[Entries taken from a collection]
====

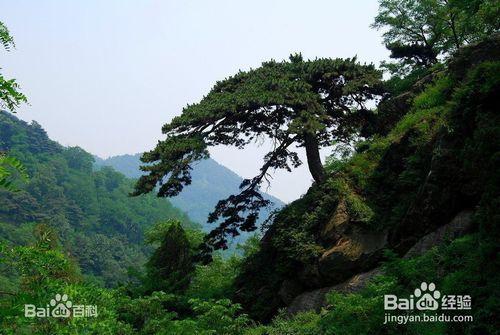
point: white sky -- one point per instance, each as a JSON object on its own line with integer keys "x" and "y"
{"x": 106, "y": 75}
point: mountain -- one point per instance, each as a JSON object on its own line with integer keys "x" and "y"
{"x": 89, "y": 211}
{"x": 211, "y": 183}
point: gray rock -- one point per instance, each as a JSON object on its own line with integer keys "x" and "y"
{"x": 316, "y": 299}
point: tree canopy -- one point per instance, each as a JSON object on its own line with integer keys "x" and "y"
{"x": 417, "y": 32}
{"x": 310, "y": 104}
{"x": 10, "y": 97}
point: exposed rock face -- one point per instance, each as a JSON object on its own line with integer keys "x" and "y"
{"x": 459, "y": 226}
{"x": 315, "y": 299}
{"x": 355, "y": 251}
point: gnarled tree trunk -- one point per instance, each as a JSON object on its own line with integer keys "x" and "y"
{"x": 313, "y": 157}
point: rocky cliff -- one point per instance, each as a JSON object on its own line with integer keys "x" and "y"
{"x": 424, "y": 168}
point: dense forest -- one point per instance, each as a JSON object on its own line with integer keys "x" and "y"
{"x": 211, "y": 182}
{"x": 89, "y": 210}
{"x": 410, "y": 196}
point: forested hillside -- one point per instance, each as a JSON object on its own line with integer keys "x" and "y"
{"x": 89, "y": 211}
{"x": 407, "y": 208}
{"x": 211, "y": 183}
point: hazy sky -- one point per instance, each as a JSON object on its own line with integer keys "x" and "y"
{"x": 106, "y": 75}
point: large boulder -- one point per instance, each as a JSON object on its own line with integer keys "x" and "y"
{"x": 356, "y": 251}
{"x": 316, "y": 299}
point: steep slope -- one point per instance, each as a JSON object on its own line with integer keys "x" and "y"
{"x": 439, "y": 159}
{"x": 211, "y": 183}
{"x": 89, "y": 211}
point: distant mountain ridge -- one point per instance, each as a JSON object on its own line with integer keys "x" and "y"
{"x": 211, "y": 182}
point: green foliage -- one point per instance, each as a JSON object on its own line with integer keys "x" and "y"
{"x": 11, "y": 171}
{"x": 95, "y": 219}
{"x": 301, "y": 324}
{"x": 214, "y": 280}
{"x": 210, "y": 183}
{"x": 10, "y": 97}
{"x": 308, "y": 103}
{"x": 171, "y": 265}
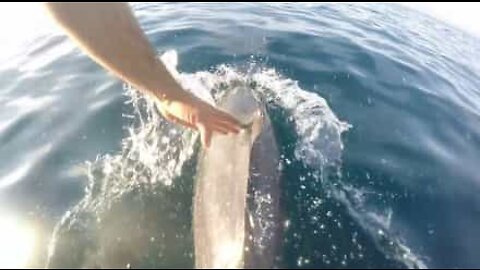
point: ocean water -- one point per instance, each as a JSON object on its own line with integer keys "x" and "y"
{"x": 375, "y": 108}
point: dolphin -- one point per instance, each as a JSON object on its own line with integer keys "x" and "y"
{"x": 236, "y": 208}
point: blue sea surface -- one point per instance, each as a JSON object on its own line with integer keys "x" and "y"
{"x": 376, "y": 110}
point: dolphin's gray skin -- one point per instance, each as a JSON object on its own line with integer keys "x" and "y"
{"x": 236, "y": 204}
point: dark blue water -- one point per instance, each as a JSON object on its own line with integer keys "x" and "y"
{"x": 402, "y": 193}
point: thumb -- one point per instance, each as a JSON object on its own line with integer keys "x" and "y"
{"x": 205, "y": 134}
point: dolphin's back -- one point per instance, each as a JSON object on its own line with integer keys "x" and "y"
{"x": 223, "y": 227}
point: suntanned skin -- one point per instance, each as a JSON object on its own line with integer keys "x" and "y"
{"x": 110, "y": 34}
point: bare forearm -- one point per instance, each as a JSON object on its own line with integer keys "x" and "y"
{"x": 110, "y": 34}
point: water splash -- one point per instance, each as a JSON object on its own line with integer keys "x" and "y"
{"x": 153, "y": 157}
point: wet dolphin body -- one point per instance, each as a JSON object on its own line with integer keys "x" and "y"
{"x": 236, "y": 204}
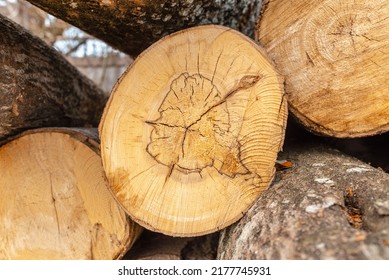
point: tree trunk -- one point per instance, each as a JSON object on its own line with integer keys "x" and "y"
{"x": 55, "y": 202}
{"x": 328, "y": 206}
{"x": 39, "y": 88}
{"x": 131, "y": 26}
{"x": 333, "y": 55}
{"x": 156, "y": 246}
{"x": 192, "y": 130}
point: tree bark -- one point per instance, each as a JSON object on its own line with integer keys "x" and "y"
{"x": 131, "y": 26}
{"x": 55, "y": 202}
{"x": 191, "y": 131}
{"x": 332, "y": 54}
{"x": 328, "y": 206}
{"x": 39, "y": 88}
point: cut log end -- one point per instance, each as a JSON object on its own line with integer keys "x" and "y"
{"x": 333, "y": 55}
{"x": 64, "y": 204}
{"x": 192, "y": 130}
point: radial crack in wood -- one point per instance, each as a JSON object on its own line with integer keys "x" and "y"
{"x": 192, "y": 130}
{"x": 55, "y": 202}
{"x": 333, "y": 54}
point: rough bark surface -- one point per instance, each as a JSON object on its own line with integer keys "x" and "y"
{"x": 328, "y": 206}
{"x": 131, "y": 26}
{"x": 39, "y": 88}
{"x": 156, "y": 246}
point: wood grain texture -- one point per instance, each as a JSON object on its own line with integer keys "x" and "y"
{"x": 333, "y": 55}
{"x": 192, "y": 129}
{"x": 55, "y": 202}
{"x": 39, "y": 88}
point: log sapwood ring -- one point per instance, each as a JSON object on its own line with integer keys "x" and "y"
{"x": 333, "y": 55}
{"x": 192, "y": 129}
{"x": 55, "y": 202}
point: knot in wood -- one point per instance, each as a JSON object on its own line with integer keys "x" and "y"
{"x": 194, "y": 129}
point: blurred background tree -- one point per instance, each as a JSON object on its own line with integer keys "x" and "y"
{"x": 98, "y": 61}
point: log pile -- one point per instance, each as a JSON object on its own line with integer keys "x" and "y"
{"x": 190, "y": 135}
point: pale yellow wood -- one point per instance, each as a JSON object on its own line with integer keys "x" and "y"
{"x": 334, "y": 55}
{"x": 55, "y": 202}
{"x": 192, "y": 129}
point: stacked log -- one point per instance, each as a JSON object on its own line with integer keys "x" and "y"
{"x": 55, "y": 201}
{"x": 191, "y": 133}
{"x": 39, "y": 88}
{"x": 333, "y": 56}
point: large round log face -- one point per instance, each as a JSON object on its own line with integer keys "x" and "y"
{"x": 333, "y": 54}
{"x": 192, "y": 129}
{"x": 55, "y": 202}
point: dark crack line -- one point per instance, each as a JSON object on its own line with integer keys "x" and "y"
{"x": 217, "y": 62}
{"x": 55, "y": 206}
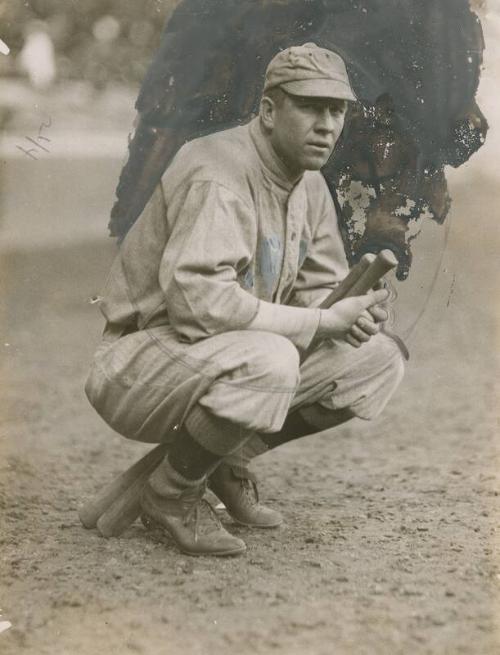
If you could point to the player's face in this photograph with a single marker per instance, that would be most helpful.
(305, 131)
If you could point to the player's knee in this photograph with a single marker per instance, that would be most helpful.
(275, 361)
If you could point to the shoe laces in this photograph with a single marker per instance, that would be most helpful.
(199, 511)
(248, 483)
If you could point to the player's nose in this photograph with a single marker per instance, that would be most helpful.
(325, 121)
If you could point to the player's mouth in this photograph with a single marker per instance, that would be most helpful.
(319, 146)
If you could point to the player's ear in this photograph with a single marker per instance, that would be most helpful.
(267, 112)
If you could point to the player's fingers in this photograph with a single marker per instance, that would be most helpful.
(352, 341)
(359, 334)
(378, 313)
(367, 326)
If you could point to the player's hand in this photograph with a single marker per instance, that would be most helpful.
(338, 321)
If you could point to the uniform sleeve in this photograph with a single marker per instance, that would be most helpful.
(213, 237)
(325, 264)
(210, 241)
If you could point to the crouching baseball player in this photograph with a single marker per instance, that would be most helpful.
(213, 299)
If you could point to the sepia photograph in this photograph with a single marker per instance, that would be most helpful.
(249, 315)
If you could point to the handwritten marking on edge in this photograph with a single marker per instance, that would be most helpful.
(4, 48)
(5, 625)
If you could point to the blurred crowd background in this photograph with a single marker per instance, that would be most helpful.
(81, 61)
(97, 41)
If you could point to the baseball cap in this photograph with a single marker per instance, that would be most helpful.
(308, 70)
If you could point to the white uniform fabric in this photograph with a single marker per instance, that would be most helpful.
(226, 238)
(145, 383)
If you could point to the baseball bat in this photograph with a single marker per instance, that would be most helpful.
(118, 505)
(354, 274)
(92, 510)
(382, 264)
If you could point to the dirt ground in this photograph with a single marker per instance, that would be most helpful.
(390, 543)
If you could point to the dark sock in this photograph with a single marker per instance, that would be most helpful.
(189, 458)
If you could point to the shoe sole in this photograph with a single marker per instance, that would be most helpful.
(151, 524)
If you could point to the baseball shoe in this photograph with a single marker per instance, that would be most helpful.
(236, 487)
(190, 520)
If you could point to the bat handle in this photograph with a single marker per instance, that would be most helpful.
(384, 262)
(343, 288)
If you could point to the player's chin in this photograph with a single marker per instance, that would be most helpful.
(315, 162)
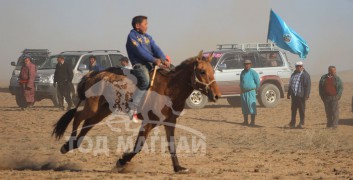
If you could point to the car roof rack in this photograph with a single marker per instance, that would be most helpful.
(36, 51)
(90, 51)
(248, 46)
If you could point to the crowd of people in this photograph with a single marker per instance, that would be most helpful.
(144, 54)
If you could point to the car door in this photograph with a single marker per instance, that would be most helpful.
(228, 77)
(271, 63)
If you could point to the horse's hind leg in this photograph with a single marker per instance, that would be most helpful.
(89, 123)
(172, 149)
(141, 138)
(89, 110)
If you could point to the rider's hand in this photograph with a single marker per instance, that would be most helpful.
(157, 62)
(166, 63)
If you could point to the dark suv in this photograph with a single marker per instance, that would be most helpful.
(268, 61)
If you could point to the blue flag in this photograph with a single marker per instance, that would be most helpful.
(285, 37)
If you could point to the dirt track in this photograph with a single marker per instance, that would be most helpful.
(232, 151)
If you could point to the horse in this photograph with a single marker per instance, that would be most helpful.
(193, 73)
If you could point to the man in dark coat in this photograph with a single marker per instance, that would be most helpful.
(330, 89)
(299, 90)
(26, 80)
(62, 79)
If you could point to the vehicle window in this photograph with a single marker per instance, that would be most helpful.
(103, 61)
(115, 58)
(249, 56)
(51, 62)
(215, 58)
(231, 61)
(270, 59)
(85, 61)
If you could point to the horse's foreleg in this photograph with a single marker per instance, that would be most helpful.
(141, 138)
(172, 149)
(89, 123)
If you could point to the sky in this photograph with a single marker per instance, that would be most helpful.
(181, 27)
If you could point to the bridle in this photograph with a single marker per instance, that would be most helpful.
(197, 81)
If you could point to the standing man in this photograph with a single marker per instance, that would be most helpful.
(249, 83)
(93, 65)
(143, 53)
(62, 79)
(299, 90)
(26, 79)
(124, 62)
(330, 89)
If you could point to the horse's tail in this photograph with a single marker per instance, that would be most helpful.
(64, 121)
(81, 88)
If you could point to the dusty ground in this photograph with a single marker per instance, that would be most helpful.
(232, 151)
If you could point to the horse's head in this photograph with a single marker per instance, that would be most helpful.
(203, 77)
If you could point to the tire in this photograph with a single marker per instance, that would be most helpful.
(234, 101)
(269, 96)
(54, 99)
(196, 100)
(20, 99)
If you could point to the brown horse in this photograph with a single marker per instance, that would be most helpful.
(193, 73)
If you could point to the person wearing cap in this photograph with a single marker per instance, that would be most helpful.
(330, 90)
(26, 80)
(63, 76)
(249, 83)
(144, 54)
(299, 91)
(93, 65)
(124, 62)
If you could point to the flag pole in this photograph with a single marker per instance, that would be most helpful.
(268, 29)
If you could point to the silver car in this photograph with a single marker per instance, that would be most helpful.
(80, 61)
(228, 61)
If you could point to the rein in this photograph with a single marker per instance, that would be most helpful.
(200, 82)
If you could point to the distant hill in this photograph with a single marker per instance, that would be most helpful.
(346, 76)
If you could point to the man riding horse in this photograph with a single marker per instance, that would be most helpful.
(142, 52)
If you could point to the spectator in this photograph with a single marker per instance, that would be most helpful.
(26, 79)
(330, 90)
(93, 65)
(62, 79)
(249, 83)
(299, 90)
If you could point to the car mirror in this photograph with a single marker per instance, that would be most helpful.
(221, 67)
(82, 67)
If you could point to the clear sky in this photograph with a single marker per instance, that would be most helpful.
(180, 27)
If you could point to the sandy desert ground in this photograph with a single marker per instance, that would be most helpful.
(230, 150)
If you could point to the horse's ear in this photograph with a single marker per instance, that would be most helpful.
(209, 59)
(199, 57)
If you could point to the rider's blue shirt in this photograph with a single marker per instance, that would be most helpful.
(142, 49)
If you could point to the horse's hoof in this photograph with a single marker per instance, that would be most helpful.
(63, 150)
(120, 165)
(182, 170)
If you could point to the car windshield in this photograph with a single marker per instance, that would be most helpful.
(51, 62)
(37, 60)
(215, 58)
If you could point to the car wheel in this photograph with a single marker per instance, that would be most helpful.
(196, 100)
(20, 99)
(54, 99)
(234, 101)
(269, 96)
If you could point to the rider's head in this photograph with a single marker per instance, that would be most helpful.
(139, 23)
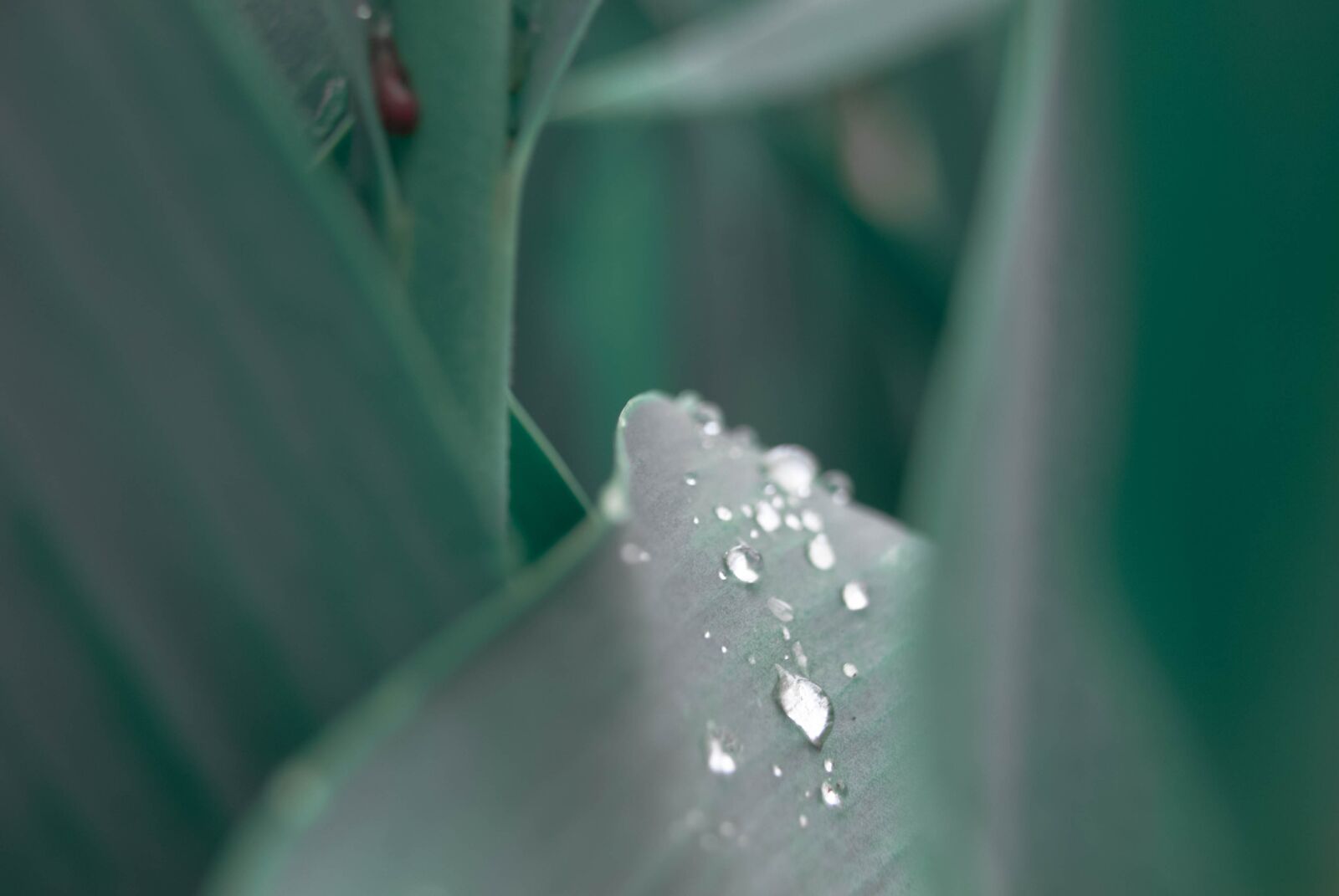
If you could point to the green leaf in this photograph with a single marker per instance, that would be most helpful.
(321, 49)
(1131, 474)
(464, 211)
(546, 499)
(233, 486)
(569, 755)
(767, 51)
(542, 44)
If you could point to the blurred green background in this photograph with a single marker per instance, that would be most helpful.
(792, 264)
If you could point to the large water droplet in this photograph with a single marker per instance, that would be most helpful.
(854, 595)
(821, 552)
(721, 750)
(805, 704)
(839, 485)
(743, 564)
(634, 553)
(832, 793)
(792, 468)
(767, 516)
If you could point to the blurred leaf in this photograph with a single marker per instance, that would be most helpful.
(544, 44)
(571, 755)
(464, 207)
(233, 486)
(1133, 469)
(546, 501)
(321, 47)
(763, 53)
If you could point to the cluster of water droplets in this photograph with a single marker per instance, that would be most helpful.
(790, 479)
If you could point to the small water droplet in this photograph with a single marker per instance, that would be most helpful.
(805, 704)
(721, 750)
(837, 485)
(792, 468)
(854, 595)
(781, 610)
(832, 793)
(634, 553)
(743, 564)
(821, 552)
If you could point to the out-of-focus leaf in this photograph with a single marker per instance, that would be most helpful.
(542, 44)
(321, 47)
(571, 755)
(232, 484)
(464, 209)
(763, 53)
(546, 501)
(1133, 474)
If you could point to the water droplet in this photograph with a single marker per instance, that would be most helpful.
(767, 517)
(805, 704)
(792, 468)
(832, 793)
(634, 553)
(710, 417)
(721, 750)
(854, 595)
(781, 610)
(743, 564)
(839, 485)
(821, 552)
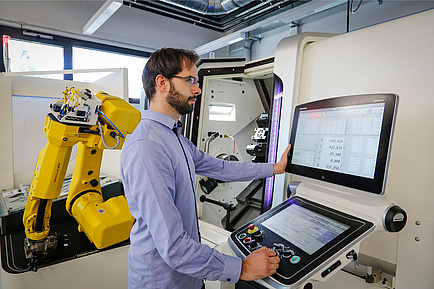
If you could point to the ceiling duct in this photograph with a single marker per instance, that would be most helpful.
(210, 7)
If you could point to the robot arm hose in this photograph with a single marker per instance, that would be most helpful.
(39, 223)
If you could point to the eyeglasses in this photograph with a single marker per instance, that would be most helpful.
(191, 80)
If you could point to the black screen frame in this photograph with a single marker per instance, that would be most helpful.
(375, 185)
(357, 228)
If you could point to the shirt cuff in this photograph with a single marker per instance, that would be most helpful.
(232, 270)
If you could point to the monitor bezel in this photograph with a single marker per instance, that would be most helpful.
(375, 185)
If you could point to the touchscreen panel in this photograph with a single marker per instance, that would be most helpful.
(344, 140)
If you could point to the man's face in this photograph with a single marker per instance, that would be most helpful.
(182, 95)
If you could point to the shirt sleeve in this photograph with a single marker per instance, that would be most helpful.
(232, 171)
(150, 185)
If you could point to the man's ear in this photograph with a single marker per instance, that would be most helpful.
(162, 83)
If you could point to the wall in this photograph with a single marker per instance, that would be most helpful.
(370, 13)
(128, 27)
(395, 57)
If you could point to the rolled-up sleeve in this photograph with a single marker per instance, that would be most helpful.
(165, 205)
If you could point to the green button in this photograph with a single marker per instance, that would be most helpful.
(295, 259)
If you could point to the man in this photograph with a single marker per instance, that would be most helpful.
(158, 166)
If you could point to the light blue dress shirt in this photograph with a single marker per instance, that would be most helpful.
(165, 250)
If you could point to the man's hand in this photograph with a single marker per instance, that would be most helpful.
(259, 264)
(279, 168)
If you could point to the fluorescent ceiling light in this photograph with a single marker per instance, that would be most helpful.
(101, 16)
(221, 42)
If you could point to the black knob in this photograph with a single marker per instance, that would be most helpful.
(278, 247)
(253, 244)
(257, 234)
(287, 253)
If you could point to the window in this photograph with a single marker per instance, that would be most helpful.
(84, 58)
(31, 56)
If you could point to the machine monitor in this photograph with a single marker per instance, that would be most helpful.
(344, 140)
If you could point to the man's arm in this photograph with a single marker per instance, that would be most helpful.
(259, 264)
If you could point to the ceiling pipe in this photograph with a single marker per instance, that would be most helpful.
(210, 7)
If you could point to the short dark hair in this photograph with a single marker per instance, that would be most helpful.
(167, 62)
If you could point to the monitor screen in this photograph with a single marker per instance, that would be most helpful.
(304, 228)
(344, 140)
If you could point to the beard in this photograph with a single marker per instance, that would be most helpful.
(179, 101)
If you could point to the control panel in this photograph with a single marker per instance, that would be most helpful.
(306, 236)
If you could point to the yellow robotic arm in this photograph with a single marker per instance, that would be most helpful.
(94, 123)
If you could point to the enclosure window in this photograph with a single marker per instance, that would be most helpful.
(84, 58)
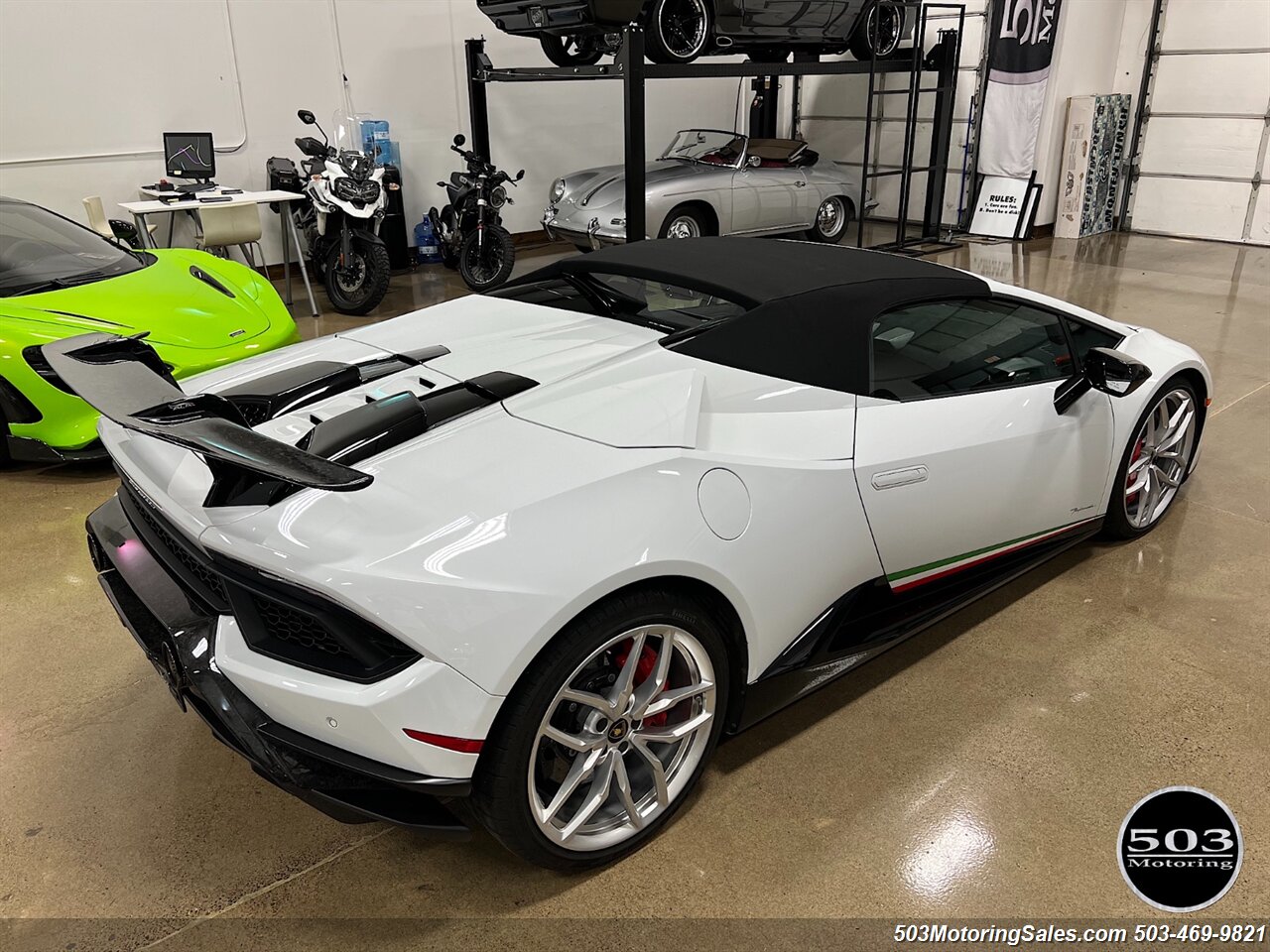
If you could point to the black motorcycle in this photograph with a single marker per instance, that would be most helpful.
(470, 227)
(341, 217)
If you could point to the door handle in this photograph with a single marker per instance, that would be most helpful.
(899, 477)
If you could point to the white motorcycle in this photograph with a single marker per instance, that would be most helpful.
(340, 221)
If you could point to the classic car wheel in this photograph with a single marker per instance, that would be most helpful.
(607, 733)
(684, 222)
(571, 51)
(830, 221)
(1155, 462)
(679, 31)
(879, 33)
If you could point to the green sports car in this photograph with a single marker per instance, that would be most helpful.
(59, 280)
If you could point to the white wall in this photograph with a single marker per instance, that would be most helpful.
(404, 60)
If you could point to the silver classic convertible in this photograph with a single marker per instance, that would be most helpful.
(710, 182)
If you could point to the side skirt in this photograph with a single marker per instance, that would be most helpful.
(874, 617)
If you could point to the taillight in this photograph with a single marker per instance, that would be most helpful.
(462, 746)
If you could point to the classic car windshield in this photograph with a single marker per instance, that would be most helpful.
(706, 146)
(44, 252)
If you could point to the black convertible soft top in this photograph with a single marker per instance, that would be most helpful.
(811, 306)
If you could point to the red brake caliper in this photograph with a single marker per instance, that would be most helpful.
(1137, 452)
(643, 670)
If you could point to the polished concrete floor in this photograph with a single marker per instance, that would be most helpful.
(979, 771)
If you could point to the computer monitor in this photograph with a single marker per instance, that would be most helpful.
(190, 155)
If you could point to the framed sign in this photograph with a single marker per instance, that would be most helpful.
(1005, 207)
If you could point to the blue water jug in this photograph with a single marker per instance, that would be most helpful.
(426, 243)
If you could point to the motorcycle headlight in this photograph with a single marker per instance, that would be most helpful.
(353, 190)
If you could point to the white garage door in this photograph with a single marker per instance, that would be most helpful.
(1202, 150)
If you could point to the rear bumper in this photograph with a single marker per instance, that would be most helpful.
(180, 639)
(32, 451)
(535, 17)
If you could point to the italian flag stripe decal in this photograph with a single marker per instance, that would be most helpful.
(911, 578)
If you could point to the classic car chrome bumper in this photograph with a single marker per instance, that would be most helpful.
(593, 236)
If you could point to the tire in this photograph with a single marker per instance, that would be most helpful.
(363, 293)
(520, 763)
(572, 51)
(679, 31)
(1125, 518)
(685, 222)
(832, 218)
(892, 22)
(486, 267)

====

» Written exercise: The answer consists only of the lines from the one containing "If you could point to the rear" to the end of the records, each written out exactly.

» Correct answer:
If you could point to the rear bumper in this photograph with a single marker per instance, that would be most helpful.
(180, 639)
(32, 451)
(535, 17)
If you could point to the italian flag stripe decal in this photograph with a single marker per instance, that would be most helpful.
(911, 578)
If you could point to the classic car chrome bumper in this photograph with a single marker per instance, that would be most helpful.
(593, 236)
If you could point to the tire in this photograph with a single marker per instance, that would be most helpful.
(363, 293)
(520, 763)
(572, 51)
(679, 31)
(1125, 518)
(685, 222)
(832, 218)
(892, 22)
(486, 267)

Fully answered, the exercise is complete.